(Excerpts of pointing data)
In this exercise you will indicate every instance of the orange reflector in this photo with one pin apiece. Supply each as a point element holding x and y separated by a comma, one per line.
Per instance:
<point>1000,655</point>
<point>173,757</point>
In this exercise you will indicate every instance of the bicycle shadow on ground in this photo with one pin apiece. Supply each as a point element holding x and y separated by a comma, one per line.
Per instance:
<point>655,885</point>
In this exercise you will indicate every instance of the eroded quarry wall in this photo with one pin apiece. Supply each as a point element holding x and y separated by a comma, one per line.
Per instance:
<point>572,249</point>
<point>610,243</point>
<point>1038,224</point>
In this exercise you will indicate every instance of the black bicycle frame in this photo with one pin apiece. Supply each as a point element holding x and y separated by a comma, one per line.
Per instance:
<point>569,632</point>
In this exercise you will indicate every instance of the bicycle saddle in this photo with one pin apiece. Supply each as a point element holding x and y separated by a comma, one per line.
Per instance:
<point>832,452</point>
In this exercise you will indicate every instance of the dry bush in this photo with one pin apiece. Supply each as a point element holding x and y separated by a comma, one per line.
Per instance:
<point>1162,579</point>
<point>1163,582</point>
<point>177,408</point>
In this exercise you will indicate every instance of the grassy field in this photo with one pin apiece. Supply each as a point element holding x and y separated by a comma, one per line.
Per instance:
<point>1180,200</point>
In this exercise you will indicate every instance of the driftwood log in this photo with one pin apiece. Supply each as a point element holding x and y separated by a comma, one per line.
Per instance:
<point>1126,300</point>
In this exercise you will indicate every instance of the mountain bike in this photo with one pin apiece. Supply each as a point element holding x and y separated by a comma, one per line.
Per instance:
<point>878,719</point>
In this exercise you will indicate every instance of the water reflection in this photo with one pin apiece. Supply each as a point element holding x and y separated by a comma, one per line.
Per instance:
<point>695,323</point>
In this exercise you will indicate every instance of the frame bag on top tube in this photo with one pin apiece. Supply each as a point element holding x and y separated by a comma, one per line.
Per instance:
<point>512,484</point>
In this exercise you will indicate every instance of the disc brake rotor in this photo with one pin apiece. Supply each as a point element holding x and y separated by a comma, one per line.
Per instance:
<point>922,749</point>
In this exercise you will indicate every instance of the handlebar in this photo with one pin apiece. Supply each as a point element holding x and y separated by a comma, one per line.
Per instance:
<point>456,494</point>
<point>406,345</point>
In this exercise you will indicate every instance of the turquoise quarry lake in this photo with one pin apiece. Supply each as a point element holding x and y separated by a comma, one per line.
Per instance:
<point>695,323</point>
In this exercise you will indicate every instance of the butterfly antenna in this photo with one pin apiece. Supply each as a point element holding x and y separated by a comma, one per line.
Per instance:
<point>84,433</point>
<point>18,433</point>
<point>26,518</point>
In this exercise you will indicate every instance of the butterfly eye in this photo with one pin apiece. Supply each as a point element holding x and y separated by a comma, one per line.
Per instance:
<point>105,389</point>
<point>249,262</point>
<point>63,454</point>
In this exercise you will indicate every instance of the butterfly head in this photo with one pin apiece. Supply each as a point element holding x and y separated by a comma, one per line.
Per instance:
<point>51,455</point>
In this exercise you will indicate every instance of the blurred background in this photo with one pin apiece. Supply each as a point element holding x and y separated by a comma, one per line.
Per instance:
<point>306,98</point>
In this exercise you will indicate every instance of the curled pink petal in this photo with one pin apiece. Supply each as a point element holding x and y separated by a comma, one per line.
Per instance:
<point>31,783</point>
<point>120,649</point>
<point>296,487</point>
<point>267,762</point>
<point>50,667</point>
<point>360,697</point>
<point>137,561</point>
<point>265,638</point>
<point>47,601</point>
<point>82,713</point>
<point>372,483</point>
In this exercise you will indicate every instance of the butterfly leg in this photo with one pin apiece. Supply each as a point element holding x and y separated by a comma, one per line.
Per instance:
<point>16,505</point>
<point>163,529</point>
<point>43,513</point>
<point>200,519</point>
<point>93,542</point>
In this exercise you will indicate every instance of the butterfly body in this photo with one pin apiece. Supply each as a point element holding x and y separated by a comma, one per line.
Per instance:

Task: Write out all of the data above again, swapping every "one pin apiece" for "one marker each" and keeping everything else the same.

Final answer:
In this exercise you will indicate every instance of the orange reflector in this photo with one marker each. Supply each as a point element holding x and y separated by a comma, one per line.
Per instance:
<point>1000,655</point>
<point>173,757</point>
In this exercise you will indicate every instance of the bicycle shadow on ground in this photo with one marker each. Supply each as a point element holding x and y separated by a comma, one per line.
Per instance:
<point>655,885</point>
In this exercise you will indicate every instance of the eroded quarry wall in this photo with one marker each. Supply each as a point element holding x and y separated by a comma, one per line.
Per instance:
<point>572,249</point>
<point>610,243</point>
<point>1038,224</point>
In this exercise you will indicate every instance of the black bicycle frame in this photo with one marker each. Supply each as a point element holding x and y separated by a comma, one per line.
Per instance:
<point>569,632</point>
In this exercise you will indicate every instance of the bicycle saddle in this photo with one marker each. Supply each as a point element holding x and y separated by a comma, one per line.
Per instance:
<point>832,452</point>
In this exercise you will indicate every instance of the dry bush in this photo with one marker each. Supply each as a point element holding x and y separated by a comma, one per line.
Per instance:
<point>1162,579</point>
<point>1163,582</point>
<point>177,408</point>
In this exercise you will indicate every instance of the grassy field in this photo with one marker each. Supply each as a point element holding x and y separated by a comma, one per line.
Per instance:
<point>1180,200</point>
In this exercise you will indicate every instance of the driftwood log in this photo with one marker each. Supply each as a point element holding x and y separated by a comma, one per line.
Per instance:
<point>1126,300</point>
In this exercise you will indicate every instance of the mountain bike in this photo with one marker each. Supply each as a point element holding x and y separated by a comma, one per line.
Per instance:
<point>878,719</point>
In this exercise you will indicate every instance of the water reflection in this photo with one marker each. Supply each as a point element holding x and y separated by a comma, one per line.
Per instance:
<point>695,323</point>
In this exercise you will indicate every instance of the frame bag on top tube in this photo with one marker each. Supply each as a point element holding x and y separated by a comma, one per line.
Per instance:
<point>512,484</point>
In this exercise you will indicate every instance of the disc brake rotor in this photo with one marker each. Supply each as a point element holding x and y separated by a comma, one per line.
Per instance:
<point>922,749</point>
In this exercise you will indicate every instance of the handlebar in this photo with one marker each. Supply each as a point element holding x and y separated by a comma, one per line.
Per instance:
<point>456,494</point>
<point>406,345</point>
In this exercise you will indicate every instance of the turquoise quarry lake in this photo with one marker each. Supply each as a point element holding x and y separated by a comma, one per line.
Per instance:
<point>695,323</point>
In this exercise you will indicate every instance of the butterfly antenna in this photo with one marker each. Supply each as a point element holding x and y separated by a comma, one per line.
Per instance:
<point>84,433</point>
<point>18,433</point>
<point>26,518</point>
In this exercise you will indicate every instance of the butterfly eye in this photo with one marker each. Supply each as a point element holding x and y separated by a comma, one per line.
Per instance:
<point>105,389</point>
<point>249,262</point>
<point>63,454</point>
In this exercise you will indicate every instance of the butterfly head in this photo with one marker each. Supply each as a point element holding x and y separated by a comma, one per line.
Per instance:
<point>51,455</point>
In this exercise you will indicate every instance of the blurred background in this photo with one marker each. Supply each as a point element holding x and y separated by a comma, one per line.
Per instance:
<point>306,98</point>
In this exercise you will indicate every instance of the curled pink petal in this photo with one marker each. Supply each as a point element holding x and y separated by a comma, one per line.
Per instance:
<point>31,783</point>
<point>120,649</point>
<point>296,487</point>
<point>267,762</point>
<point>50,667</point>
<point>360,697</point>
<point>137,561</point>
<point>265,638</point>
<point>47,601</point>
<point>82,713</point>
<point>372,483</point>
In this exercise you will indicate every instance of the butterfly leg in this photo with one marker each. Supply each as a point element holding x and y separated by a comma, one per line.
Per instance:
<point>16,505</point>
<point>163,529</point>
<point>43,513</point>
<point>200,519</point>
<point>93,542</point>
In this exercise you will indicate every instance of the butterfly body in this photo with one marker each. Supply each as a point element holding x and y separated by a comma, one per line.
Per instance:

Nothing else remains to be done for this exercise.